> **ACTION ITEM**
In the passage on race in Islam, translate this sentence into Spanish: "The master Bilal’s loud and melodious voice would call the Muslims to prayer."
GIVEN TEXT section start
Space prevents further discussion of what we’ve discussed so far, but I’m sure the message is clear that our own backyard needs as much clearing as anyone else’s – which leads to the next point, the little understood Prophetic paradigm with regards to the burning question of racism.
Of course, many would agree with the metaphor of the Iblis, the Satan, being the first racist when he refused to prostrate to the figure of Adam (as), his body symbolically imbued with the variegated soils of the earth. The cursed jinn, made of smokeless fire, thought in his heart that his fiery nature was superior to the divine DNA.
However, most of us – when besieged by malicious argument and phobic invective on issues of race in Islam – would most likely resort to the Madinah socio-political model, the first Islamic society nurtured and educated by the Prophet (SAW) via Qur’an and Sunnah, his personal example.
Many like to regard Madinah as some kind of utopia, a perfect world. I don’t, because if one looks closely at the Madinah years, one soon realises that the perfection was in the Prophet, not in Madinah. Compared to us, yes, the people of the city were more elevated in character and they did develop towering personalities and reach stupendous heights of spirituality, but they were still human.
This is not said with any disrespect, but these noble and pious forbears still had to confront their inherent humanity, their demons, their own weaknesses; they had differences of opinion, they experienced marital discord and they suffered from poverty, bereavement, illness and hunger just like everybody else.
The point is how they were taught to deal with these things by the Prophet (SAW). That is the big question – the “imperfections” of those in Madinah and how they dealt with them provide us with the lessons of today, first by the Righteous Caliphs, then Imam Malik and the other imams of knowledge.
One person, who admittedly had few faults, was Bilal – a former black Abyssinian slave freed by Sayyidina Abu Bakr. The master Bilal’s loud and melodious voice would call the Muslims to prayer. We all know the instance when Bilal, a thin man with bushy hair, was referred to as a “black crow” by three Quraish tribesmen who’d just entered Islam after the conquest of Makkah.
Through divine means, the Prophet (SAW) got to hear of this dialogue and the famous verses from Surat-ul Hujjarat, “We have created you into nations and tribes to know each other not to despise each other”, were revealed to him by Jibril, the Archangel.
GIVEN TEXT section end
SUPPLIED MATERIAL section start
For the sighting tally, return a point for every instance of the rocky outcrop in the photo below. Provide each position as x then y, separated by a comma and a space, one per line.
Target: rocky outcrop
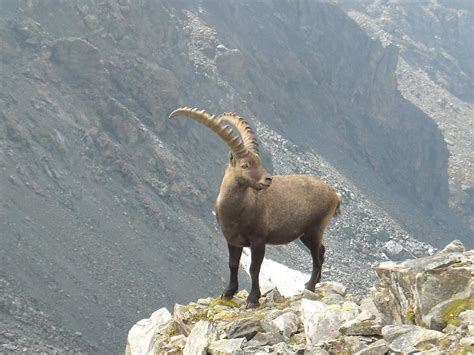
SUPPLIED MATERIAL section end
> **SOLUTION TO THE PROBLEM**
La voz fuerte y melodiosa del maestro Bilal llamaba a los musulmanes a la oración.